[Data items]
----------------

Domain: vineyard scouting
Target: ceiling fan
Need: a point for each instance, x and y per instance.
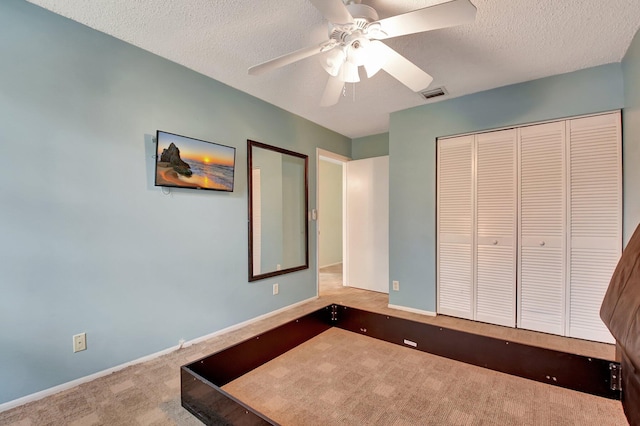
(354, 40)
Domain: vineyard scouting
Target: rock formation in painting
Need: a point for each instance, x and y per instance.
(171, 155)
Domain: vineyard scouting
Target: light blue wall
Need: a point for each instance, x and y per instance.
(87, 243)
(370, 146)
(412, 171)
(631, 137)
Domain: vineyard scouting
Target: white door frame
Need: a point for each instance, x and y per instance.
(338, 159)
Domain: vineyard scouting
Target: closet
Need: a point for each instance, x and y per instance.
(529, 224)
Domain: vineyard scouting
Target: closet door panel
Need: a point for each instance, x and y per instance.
(541, 301)
(496, 227)
(595, 204)
(455, 227)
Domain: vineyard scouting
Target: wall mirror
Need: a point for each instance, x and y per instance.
(278, 205)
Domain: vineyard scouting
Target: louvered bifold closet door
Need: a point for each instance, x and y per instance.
(541, 270)
(496, 200)
(595, 203)
(455, 226)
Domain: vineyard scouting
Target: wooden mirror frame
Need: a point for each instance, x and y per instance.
(305, 208)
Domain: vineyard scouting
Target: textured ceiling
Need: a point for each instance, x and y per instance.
(510, 41)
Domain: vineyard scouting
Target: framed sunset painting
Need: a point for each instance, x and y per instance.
(183, 162)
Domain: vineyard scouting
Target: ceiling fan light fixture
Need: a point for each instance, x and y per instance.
(376, 59)
(358, 51)
(349, 73)
(333, 60)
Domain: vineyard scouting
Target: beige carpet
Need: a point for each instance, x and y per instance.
(342, 378)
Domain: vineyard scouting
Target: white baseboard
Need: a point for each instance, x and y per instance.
(412, 310)
(73, 383)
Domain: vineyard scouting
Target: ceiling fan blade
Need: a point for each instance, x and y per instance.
(333, 10)
(403, 70)
(287, 59)
(449, 14)
(332, 91)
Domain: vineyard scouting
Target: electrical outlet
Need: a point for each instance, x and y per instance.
(80, 342)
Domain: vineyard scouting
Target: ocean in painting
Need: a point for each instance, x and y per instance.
(212, 176)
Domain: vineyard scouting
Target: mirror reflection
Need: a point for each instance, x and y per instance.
(278, 204)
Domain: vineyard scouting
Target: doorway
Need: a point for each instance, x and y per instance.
(352, 223)
(330, 221)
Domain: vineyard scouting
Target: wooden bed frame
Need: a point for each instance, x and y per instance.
(202, 380)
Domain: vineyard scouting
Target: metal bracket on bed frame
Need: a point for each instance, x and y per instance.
(616, 376)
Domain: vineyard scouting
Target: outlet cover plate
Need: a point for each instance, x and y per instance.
(80, 342)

----------------

## Exercise directions
In the entries above, count each line that includes "outlet" and report the total with no other text.

## Response box
2